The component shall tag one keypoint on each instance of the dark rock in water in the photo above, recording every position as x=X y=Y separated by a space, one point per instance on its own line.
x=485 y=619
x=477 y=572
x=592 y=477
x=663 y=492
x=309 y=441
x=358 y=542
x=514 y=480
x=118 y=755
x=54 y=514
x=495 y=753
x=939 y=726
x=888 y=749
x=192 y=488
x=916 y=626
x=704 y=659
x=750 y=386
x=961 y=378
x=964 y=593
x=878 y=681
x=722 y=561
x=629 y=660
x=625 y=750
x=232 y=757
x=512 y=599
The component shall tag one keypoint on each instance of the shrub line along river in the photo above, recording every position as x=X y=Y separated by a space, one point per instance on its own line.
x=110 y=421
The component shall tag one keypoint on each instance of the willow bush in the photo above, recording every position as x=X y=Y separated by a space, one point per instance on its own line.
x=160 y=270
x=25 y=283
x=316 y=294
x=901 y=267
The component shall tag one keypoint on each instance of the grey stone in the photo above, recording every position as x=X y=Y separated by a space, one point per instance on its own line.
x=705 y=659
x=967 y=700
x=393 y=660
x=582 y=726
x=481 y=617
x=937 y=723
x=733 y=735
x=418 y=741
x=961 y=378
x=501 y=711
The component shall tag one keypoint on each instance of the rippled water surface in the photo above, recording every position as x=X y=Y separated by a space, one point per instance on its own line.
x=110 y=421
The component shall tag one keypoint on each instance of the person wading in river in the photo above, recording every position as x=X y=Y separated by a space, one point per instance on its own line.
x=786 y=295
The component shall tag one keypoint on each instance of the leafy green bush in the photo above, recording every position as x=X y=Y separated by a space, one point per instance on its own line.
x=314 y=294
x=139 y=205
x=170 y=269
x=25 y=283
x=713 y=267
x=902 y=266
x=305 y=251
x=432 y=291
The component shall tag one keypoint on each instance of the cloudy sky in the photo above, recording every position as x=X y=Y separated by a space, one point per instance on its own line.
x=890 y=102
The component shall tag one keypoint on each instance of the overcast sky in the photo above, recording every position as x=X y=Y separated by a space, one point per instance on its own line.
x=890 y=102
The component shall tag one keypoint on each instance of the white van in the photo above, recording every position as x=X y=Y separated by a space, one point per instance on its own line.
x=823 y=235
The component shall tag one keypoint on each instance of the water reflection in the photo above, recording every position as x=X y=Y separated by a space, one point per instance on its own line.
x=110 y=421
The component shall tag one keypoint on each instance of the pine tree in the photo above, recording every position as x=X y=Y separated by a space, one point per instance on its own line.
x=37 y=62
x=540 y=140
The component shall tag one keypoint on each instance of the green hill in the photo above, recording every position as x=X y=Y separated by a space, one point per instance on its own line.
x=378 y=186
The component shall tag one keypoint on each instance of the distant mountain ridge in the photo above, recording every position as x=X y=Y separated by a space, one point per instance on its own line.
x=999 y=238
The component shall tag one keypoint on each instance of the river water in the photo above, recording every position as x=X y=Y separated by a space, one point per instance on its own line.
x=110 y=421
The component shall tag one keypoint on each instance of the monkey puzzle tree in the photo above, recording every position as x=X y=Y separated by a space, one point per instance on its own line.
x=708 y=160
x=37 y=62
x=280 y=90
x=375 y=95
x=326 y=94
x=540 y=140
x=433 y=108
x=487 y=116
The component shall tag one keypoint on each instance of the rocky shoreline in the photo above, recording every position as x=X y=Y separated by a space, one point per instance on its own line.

····················

• Task to complete:
Please render the material above as a Markdown table with the columns Number and Entry, one row per line and no rows for blank lines.

• Response to the exercise:
| Number | Entry |
|---|---|
| 1 | The component shall tag one keypoint on each instance of the dark rock in water in the photo above, recording every position as x=X y=Y separated by a space, one point per instance on its own line. |
| 2 | x=485 y=619 |
| 3 | x=477 y=572 |
| 4 | x=592 y=477 |
| 5 | x=663 y=492 |
| 6 | x=309 y=441 |
| 7 | x=358 y=542 |
| 8 | x=514 y=480 |
| 9 | x=118 y=755 |
| 10 | x=54 y=514 |
| 11 | x=495 y=753 |
| 12 | x=939 y=726 |
| 13 | x=888 y=749 |
| 14 | x=192 y=488 |
| 15 | x=916 y=626 |
| 16 | x=704 y=659 |
| 17 | x=750 y=386 |
| 18 | x=961 y=378 |
| 19 | x=964 y=593 |
| 20 | x=878 y=681 |
| 21 | x=722 y=561 |
| 22 | x=629 y=660 |
| 23 | x=625 y=750 |
| 24 | x=232 y=757 |
| 25 | x=512 y=599 |
| 26 | The component shall tag one keypoint on each instance of the shrub line along river in the photo above, recording every position as x=X y=Y separated by a space, one point per instance on its own line. |
| 27 | x=110 y=421 |
| 28 | The component shall tag one keypoint on each instance of the willow bush in the photo above, recording every position as x=X y=Y separated by a space, one point per instance on its own line. |
| 29 | x=160 y=270 |
| 30 | x=25 y=283 |
| 31 | x=316 y=294 |
| 32 | x=901 y=267 |
| 33 | The component shall tag one keypoint on each instance of the grey stone in the photo above, recording every position as x=X y=Y separated by a space, one point per instance on its own line. |
| 34 | x=705 y=659 |
| 35 | x=967 y=700 |
| 36 | x=393 y=660 |
| 37 | x=582 y=726 |
| 38 | x=481 y=617 |
| 39 | x=937 y=723 |
| 40 | x=733 y=735 |
| 41 | x=418 y=741 |
| 42 | x=961 y=378 |
| 43 | x=501 y=711 |
| 44 | The component shall tag one keypoint on each instance of the rippled water surface in the photo above, recording every position as x=X y=Y separated by a space, one point per instance on its own line. |
| 45 | x=110 y=421 |
| 46 | The component shall tag one keypoint on each instance of the person wading in river in the photo above, recording every position as x=X y=Y separated by a space, one point per instance on its own line. |
| 47 | x=786 y=295 |
| 48 | The component shall tag one keypoint on each instance of the leafy green bush in the photo above, recording every position as x=X y=Y separated by a space, one point per instance on its own line. |
| 49 | x=314 y=294 |
| 50 | x=139 y=205 |
| 51 | x=170 y=269 |
| 52 | x=25 y=283 |
| 53 | x=713 y=267 |
| 54 | x=902 y=266 |
| 55 | x=305 y=251 |
| 56 | x=432 y=291 |
| 57 | The component shall tag one keypoint on each instance of the cloudy sky in the photo above, recording every position as x=X y=Y separated by a space, one point per instance on its own line. |
| 58 | x=890 y=102 |
| 59 | The component shall tag one keypoint on each instance of the overcast sky in the photo above, recording every position as x=X y=Y separated by a space, one point per instance on its own line. |
| 60 | x=890 y=102 |
| 61 | The component shall tag one keypoint on each instance of the white van in the photo above, recording every position as x=X y=Y separated by a space, one point per instance on its own line. |
| 62 | x=823 y=235 |
| 63 | The component shall tag one keypoint on each instance of the water reflection in the photo above, recording every position as x=X y=Y separated by a space, one point per instance on its own line. |
| 64 | x=110 y=421 |
| 65 | The component shall tag one keypoint on each instance of the pine tree in the photo above, recording every position as x=X y=Y separated by a space, one point per instance on its own line. |
| 66 | x=37 y=62 |
| 67 | x=540 y=140 |
| 68 | The component shall tag one keypoint on each instance of the green hill in the photo above, recording every position as x=X y=Y separated by a space, one point per instance on its own line. |
| 69 | x=378 y=186 |
| 70 | The component shall tag one keypoint on each instance of the distant mountain ridge in the photo above, recording every position as x=X y=Y separated by a space, one point per instance on its own line. |
| 71 | x=999 y=238 |
| 72 | The component shall tag one keypoint on each instance of the river water in the photo above, recording every position as x=X y=Y separated by a space, one point per instance on its own line. |
| 73 | x=110 y=421 |
| 74 | The component shall tag one keypoint on each instance of the monkey puzzle tree in the photo above, recording every position as x=X y=Y separated by a space, one point per instance on its own line. |
| 75 | x=708 y=160 |
| 76 | x=37 y=62 |
| 77 | x=280 y=90 |
| 78 | x=375 y=95 |
| 79 | x=326 y=94 |
| 80 | x=540 y=140 |
| 81 | x=433 y=108 |
| 82 | x=487 y=116 |
| 83 | The component shall tag one keypoint on each instance of the rocky shoreline in the photo above, recording every position as x=X y=Y separated by a space, one point per instance on its own line. |